Pick out every line in the rows below that contains the word "patterned" and copy each one in full. Case counts.

▶ **INFORMATION SHOWN**
◇ ◇ ◇ ◇ ◇ ◇ ◇

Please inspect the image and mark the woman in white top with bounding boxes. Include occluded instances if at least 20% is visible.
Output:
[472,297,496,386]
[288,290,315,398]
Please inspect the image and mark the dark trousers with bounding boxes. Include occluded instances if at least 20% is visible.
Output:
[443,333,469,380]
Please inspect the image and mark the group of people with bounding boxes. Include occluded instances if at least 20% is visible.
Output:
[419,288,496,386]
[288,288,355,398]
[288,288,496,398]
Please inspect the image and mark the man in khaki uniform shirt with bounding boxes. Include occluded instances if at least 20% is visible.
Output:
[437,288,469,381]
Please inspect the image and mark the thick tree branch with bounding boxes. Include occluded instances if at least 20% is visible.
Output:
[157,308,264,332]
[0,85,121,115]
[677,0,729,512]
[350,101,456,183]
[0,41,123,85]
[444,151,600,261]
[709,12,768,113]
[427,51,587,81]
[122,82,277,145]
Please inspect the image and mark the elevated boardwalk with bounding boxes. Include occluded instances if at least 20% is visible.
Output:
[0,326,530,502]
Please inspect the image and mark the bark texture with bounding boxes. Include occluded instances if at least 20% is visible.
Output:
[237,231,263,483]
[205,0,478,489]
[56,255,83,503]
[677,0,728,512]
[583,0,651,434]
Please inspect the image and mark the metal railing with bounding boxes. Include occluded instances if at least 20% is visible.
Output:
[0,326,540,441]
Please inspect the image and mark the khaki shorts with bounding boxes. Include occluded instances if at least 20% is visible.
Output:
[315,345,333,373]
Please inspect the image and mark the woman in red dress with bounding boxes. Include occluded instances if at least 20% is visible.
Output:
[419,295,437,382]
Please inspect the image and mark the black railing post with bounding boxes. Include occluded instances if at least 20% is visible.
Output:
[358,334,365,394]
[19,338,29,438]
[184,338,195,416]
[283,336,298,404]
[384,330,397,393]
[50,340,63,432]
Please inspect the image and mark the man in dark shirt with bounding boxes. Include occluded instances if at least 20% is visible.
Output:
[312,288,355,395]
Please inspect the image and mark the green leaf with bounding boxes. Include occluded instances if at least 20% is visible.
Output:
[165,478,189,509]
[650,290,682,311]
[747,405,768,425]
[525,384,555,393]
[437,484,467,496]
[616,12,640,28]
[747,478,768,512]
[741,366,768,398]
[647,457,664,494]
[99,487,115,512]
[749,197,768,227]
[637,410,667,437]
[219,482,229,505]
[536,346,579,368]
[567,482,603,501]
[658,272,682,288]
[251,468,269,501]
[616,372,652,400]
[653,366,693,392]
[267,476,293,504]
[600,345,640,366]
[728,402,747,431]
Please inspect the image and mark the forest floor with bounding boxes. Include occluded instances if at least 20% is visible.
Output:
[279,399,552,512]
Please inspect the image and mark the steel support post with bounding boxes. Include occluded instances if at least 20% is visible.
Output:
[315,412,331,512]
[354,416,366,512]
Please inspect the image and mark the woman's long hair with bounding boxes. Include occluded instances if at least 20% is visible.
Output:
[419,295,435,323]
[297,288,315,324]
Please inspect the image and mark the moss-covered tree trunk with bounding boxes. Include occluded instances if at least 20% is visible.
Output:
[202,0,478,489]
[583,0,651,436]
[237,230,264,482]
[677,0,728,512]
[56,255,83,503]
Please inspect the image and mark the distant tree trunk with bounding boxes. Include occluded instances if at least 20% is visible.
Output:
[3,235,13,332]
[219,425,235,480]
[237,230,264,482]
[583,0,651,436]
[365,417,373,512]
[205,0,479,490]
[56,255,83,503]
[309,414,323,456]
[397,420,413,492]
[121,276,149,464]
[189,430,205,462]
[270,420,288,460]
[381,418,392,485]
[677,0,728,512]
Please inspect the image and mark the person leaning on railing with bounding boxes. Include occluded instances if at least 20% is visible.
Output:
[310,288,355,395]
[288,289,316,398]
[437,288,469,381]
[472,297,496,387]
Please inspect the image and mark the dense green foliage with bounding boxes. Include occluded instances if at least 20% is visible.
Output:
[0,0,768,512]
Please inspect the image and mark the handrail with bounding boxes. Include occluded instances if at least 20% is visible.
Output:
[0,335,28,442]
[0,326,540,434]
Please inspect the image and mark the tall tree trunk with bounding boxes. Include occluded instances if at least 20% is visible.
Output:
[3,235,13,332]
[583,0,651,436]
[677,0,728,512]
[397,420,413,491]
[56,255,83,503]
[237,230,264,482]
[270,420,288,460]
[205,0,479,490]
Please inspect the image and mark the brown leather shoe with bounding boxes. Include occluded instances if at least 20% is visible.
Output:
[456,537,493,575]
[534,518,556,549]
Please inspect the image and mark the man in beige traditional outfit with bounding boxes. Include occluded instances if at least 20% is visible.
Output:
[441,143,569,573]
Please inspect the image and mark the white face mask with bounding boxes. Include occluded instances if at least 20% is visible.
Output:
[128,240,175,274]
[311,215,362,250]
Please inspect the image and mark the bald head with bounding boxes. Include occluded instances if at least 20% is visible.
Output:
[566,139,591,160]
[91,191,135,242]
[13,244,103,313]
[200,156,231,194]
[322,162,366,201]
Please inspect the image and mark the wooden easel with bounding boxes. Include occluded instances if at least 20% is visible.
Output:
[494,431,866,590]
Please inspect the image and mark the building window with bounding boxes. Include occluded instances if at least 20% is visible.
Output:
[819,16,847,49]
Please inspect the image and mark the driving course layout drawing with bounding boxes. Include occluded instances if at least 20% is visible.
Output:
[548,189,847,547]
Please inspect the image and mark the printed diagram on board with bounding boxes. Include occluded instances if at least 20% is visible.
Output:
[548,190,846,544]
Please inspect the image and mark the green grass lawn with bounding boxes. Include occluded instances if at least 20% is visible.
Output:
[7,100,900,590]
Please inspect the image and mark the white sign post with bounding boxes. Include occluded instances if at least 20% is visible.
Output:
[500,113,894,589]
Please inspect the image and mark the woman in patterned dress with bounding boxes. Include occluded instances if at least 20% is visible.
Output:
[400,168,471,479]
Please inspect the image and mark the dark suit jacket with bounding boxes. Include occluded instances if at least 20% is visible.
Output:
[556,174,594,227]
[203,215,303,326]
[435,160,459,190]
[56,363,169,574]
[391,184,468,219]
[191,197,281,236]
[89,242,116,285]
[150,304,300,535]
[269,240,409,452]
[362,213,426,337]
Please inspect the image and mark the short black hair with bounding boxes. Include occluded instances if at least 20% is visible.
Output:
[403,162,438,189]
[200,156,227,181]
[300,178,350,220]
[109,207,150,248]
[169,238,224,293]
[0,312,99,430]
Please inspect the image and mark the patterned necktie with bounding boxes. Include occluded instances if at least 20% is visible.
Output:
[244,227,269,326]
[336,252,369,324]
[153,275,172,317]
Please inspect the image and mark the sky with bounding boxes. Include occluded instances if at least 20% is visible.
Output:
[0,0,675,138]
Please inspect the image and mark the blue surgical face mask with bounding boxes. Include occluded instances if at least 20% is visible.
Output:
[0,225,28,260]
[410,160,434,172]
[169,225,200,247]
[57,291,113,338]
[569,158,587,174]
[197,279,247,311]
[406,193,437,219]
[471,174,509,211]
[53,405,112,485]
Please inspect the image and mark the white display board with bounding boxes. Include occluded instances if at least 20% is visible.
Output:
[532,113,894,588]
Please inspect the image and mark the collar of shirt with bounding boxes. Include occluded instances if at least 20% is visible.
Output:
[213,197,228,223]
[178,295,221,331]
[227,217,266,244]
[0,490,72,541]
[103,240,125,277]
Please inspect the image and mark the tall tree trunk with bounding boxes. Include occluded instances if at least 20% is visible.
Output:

◇ ◇ ◇ ◇ ◇ ◇ ◇

▶ **THE RESULT**
Please inspect the image and mark the woman in patterned dress with bounding boxes. Include occluded instances if at least 20% is visible.
Please inspect the image and mark the patterned necktie with bounding boxes. Include occluded instances if at least 20% is visible.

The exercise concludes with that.